[Page extract]:
I am sitting on my small couch in my small cottage watching and listening to my small dog sleep. Cooper does not sleep quietly these days. He's an old guy and as old folks do, he whines and whimpers and sighs and yelps in his sleep. He's curled up in his little bed, curled up like a comma.
Everyone I know who has a dog is facing the same thing: death of our furry pals sooner or later. Cooper is probably about 16 years old. My kids have dogs that are about 15 years old (talking about you, little Hannah) and 13 years for the Bebe. Brother Steve has Random, who is about 12 years old but suffering from a slow degenerative disease so he seems older. I have many friends who have dogs older than 12 and some are in fine health, some less so.
The point is that every pet owner knows that the day will arrive when they must take action to let their pet go. We all know that our pets will most certainly die before us and yet we willingly adopted them knowing they would break our hearts. When our dogs or cats or horses were young, it was easy to put that knowledge in a box on the back shelf and ignore it. But at some point, sooner or later, we must take that box down, open it and face the grim truth.
Cooper is spry for being close to 16 years old. Bebe was given a death sentence six months ago and she still bounces around like a puppy most of the time. Hannah plays the starlet card, being fussy and neurotic a lot of the time but youngish and charming when she wants, which is often. Random has slowed down considerably in the past six months but will bark like a two year old when anyone walks past his fence. These dogs have been loved and cared for and have given all of us so much love..... and they will continue to do so until we must put them in the car and take them to their final vet visit. That we love them is no mystery. Neither is the fact that they will break our hearts when they die. But that's simply a small price we pay for the life we have had with them. We knew it going in, we know it now.

[Task details]: Copy out the full piece about aging dogs word for word.

(Region pointing data)
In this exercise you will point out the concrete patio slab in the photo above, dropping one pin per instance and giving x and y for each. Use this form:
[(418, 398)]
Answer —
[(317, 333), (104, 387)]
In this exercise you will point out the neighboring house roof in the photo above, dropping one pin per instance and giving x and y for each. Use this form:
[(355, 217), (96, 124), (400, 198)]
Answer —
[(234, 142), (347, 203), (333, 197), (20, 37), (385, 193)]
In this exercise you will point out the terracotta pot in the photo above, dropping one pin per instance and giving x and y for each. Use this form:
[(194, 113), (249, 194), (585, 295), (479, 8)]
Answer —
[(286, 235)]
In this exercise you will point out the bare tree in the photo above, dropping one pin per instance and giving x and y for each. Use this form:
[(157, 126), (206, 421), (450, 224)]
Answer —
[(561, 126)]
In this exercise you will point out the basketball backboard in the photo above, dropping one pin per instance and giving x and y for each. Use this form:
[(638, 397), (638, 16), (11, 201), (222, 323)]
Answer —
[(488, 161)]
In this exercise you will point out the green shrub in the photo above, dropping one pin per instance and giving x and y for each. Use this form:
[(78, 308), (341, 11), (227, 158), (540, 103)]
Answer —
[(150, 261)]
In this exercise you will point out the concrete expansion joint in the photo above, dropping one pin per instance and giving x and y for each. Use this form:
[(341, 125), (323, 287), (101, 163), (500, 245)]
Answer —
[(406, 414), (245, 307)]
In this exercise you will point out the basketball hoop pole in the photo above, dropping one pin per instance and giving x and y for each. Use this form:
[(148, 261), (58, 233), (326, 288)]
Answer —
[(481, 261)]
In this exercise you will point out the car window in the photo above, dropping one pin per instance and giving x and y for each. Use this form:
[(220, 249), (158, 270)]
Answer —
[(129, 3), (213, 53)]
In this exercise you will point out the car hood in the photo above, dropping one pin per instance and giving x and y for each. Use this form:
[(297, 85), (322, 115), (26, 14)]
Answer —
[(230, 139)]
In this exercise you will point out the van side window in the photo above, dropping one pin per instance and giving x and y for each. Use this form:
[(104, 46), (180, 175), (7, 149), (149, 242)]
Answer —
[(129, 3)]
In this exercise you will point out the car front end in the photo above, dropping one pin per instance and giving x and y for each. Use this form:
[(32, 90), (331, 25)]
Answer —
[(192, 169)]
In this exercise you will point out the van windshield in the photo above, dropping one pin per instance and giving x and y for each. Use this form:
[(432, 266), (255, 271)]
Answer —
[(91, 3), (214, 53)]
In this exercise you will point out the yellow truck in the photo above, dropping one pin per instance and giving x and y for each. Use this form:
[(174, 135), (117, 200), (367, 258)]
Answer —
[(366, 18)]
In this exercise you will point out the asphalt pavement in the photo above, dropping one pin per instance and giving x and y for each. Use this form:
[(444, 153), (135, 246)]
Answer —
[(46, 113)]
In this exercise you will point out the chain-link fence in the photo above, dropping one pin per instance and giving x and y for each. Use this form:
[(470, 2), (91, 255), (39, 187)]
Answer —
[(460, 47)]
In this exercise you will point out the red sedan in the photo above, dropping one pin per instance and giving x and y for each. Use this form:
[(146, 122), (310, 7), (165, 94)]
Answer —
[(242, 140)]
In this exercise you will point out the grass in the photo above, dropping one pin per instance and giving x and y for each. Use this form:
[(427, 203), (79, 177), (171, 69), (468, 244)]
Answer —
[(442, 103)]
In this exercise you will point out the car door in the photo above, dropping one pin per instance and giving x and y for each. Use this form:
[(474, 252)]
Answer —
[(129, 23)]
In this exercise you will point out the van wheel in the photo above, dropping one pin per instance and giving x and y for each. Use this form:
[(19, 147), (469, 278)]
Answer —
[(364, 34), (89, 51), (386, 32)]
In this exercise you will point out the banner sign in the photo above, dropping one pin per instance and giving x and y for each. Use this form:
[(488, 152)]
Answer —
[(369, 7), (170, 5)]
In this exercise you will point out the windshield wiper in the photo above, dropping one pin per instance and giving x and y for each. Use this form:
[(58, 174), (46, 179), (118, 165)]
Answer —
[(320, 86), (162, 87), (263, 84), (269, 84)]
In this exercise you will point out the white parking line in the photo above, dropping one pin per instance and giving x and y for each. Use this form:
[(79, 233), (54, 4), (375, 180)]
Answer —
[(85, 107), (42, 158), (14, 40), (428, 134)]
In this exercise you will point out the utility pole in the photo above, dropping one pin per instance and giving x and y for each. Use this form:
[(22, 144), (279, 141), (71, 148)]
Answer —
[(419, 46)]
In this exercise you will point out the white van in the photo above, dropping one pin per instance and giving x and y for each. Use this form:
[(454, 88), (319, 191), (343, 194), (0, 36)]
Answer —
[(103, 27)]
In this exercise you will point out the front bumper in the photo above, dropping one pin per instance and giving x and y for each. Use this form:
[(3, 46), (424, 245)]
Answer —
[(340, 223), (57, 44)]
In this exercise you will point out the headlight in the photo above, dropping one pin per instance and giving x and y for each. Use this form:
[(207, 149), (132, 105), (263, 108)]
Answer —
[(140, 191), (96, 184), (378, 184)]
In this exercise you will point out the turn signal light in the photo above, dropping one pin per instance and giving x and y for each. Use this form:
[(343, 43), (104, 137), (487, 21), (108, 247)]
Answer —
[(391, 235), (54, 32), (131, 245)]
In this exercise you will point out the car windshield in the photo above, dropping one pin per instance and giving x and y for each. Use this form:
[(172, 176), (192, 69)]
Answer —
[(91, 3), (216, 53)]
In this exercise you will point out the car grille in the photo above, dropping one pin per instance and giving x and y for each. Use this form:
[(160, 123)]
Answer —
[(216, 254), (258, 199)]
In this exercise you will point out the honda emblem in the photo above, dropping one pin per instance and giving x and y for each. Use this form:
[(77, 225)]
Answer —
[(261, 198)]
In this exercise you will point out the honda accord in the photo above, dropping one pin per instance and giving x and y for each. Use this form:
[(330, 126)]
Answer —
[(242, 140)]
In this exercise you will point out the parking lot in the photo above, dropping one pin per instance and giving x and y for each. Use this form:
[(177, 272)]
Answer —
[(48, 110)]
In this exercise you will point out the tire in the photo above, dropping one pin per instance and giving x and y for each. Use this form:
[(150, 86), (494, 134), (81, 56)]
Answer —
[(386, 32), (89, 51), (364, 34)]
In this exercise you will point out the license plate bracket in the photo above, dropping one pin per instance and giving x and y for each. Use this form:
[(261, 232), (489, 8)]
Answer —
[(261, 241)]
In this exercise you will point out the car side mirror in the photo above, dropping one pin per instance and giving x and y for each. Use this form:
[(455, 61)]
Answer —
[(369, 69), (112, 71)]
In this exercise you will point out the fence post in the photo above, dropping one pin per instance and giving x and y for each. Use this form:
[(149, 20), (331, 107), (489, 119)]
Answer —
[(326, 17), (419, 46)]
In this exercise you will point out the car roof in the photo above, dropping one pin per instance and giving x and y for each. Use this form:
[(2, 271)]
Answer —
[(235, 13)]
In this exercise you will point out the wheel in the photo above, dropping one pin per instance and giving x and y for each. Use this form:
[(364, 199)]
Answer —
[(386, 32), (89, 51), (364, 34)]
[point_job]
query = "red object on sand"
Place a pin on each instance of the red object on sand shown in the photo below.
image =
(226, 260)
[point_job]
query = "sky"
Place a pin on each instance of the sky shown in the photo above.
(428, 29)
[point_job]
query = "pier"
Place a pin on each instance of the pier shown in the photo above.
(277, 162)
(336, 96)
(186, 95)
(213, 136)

[Your solution]:
I am sitting on my small couch in my small cottage watching and listening to my small dog sleep. Cooper does not sleep quietly these days. He's an old guy and as old folks do, he whines and whimpers and sighs and yelps in his sleep. He's curled up in his little bed, curled up like a comma.
Everyone I know who has a dog is facing the same thing: death of our furry pals sooner or later. Cooper is probably about 16 years old. My kids have dogs that are about 15 years old (talking about you, little Hannah) and 13 years for the Bebe. Brother Steve has Random, who is about 12 years old but suffering from a slow degenerative disease so he seems older. I have many friends who have dogs older than 12 and some are in fine health, some less so.
The point is that every pet owner knows that the day will arrive when they must take action to let their pet go. We all know that our pets will most certainly die before us and yet we willingly adopted them knowing they would break our hearts. When our dogs or cats or horses were young, it was easy to put that knowledge in a box on the back shelf and ignore it. But at some point, sooner or later, we must take that box down, open it and face the grim truth.
Cooper is spry for being close to 16 years old. Bebe was given a death sentence six months ago and she still bounces around like a puppy most of the time. Hannah plays the starlet card, being fussy and neurotic a lot of the time but youngish and charming when she wants, which is often. Random has slowed down considerably in the past six months but will bark like a two year old when anyone walks past his fence. These dogs have been loved and cared for and have given all of us so much love..... and they will continue to do so until we must put them in the car and take them to their final vet visit. That we love them is no mystery. Neither is the fact that they will break our hearts when they die. But that's simply a small price we pay for the life we have had with them. We knew it going in, we know it now.